• DIRECTION
Copy out the records from the line with "segment --target=man's hat" to the line with "M 328 192 L", both ends included and requests kept, and add 62 to every vertex coordinate in the answers. Leave the requests and their format samples unchanged.

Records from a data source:

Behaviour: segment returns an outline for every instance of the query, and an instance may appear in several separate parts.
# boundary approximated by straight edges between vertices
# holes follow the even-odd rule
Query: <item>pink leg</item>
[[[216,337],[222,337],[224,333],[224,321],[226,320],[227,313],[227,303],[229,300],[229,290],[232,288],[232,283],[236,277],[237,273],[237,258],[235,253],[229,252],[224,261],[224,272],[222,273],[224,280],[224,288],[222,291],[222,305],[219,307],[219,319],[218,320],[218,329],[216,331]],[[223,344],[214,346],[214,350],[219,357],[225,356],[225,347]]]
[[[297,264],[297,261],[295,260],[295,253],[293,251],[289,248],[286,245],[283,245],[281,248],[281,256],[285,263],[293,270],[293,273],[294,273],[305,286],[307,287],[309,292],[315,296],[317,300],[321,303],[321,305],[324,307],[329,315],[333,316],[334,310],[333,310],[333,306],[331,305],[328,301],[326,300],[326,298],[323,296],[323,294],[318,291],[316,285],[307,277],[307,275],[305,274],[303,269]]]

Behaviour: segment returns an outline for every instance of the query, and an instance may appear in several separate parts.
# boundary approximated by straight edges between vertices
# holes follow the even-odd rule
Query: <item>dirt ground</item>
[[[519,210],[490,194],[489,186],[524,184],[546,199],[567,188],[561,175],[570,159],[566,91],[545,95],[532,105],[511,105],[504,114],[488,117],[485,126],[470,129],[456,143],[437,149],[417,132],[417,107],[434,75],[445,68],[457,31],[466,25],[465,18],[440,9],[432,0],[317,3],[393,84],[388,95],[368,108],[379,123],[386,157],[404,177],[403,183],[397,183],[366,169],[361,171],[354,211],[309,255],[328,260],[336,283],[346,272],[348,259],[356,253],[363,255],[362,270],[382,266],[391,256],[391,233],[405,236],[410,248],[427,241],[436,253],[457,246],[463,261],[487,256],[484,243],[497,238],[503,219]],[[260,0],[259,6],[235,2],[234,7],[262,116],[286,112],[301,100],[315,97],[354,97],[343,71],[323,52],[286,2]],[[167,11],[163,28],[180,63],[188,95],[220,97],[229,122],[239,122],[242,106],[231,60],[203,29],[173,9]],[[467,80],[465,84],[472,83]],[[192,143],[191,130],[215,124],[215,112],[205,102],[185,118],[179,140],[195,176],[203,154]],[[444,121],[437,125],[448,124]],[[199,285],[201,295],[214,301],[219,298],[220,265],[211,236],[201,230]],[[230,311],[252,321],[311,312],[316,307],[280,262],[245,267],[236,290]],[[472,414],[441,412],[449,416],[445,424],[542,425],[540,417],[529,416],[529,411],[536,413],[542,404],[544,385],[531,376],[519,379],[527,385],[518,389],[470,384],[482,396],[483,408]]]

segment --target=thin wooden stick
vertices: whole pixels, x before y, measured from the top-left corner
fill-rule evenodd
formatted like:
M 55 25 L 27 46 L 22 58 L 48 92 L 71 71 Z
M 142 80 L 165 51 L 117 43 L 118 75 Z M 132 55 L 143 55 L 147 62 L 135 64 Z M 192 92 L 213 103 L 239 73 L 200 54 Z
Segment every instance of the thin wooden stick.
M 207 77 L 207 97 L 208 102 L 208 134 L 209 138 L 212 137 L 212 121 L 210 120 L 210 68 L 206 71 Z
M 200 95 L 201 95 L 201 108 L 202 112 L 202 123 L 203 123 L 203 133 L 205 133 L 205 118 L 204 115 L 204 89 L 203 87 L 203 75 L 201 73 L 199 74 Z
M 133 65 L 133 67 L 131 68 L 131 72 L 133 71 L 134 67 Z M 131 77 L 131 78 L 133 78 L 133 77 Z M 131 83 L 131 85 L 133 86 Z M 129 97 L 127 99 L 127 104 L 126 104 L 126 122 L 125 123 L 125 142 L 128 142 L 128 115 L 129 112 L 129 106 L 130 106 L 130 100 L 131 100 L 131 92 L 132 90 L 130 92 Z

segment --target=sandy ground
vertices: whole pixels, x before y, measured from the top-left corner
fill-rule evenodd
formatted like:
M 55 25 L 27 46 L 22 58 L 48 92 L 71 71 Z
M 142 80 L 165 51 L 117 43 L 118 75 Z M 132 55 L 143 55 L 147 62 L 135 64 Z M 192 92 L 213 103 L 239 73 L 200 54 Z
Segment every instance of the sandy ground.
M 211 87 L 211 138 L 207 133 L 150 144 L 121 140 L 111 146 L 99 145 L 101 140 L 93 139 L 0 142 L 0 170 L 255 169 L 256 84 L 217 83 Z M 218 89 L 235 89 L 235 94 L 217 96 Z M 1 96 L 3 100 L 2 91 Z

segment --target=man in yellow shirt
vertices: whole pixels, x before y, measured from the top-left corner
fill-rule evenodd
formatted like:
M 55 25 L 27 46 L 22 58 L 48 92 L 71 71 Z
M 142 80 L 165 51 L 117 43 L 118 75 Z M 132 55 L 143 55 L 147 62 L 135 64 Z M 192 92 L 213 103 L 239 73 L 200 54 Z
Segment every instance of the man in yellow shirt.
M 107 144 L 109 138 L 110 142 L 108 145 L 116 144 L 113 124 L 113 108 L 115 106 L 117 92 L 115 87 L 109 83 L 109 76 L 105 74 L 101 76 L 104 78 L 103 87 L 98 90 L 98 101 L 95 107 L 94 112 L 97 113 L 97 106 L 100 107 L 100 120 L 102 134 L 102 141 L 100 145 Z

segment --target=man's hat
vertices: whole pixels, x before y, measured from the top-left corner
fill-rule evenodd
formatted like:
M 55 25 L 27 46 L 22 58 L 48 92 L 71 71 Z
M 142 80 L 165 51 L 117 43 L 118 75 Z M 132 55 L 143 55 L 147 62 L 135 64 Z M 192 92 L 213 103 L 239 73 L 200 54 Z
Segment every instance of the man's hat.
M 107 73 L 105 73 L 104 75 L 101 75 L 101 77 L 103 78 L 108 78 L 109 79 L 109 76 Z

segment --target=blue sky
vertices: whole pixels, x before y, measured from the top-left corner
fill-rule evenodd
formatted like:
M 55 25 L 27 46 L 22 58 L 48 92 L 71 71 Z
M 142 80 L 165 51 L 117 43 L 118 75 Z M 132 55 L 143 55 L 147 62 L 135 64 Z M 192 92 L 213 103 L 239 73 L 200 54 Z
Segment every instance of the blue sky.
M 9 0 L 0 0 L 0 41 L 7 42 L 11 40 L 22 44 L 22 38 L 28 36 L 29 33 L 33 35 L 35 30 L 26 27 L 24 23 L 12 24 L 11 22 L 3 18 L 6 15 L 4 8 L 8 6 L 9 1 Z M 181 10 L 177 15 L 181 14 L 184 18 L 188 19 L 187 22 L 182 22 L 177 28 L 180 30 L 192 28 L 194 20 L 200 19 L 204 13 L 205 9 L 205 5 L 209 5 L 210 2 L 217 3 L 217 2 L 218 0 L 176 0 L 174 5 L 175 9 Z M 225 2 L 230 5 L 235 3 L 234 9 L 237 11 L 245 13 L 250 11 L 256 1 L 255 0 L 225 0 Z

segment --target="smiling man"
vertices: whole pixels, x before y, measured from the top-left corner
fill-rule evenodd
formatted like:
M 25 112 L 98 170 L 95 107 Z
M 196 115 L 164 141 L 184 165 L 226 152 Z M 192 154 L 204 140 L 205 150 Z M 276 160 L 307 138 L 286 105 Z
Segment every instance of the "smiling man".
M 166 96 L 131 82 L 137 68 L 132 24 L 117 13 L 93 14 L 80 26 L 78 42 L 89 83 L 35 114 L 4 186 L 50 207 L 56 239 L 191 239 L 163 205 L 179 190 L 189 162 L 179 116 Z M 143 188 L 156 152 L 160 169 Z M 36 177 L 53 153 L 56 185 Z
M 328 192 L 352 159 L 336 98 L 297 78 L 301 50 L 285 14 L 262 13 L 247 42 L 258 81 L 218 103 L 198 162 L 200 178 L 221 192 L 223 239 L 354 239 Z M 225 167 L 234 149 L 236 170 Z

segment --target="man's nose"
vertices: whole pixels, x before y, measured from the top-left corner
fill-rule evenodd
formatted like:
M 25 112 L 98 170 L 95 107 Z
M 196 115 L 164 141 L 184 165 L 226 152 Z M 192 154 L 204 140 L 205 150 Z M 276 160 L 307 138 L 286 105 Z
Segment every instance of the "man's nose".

• OUTPUT FOR THIS EXERCISE
segment --target=man's hat
vertices: whole pixels, x before y, measured from the top-left corner
fill-rule evenodd
formatted like:
M 55 25 L 27 46 L 22 58 L 48 92 L 71 71 Z
M 142 80 L 165 51 L 117 43 L 118 75 Z M 132 55 L 143 55 L 147 62 L 135 64 Z M 192 92 L 213 103 L 239 73 L 200 54 Z
Segment every instance of the man's hat.
M 169 135 L 167 135 L 166 137 L 163 137 L 163 139 L 165 140 L 170 140 L 171 141 L 171 138 Z

segment --target=blue sky
vertices: whole pixels, x before y, measured from the top-left corner
fill-rule evenodd
formatted like:
M 55 25 L 27 46 L 22 58 L 48 92 L 71 71 Z
M 142 80 L 165 51 L 117 43 L 118 75 Z M 132 55 L 143 55 L 147 62 L 135 64 Z M 192 92 L 213 103 L 239 73 L 200 54 Z
Segment every instance of the blue sky.
M 71 62 L 62 62 L 62 103 L 69 104 L 73 102 L 84 106 L 84 100 L 90 98 L 91 95 L 95 97 L 97 92 L 88 89 L 86 85 L 74 86 L 73 84 L 65 80 L 68 77 L 66 70 L 70 68 L 71 63 Z M 243 72 L 239 77 L 243 76 L 246 80 L 250 81 L 249 84 L 244 84 L 239 90 L 242 92 L 254 90 L 256 82 L 262 81 L 266 75 L 267 71 L 267 67 L 271 67 L 272 64 L 279 65 L 279 64 L 280 62 L 238 62 L 236 67 L 237 71 Z M 287 64 L 292 67 L 297 65 L 296 71 L 299 73 L 307 75 L 312 73 L 318 63 L 317 62 L 287 62 Z

segment --target="smiling man"
vertices: whole pixels, x before y, measured from the top-left corner
fill-rule evenodd
formatted like:
M 25 112 L 98 170 L 95 107 Z
M 196 115 L 164 141 L 184 165 L 226 152 Z M 192 154 L 204 140 L 205 150 Z M 276 160 L 307 138 L 286 105 Z
Segment every instance of the "smiling man".
M 228 158 L 193 144 L 199 130 L 194 86 L 179 75 L 155 76 L 142 88 L 140 104 L 151 145 L 97 176 L 66 248 L 112 269 L 118 301 L 253 301 L 225 267 L 241 252 L 251 224 L 241 178 Z M 205 250 L 218 214 L 222 231 Z M 98 239 L 115 215 L 118 247 Z
M 390 254 L 414 221 L 398 160 L 359 140 L 363 112 L 347 76 L 324 75 L 309 104 L 320 143 L 280 165 L 260 224 L 262 240 L 283 254 L 285 301 L 416 301 Z M 287 229 L 296 211 L 298 232 Z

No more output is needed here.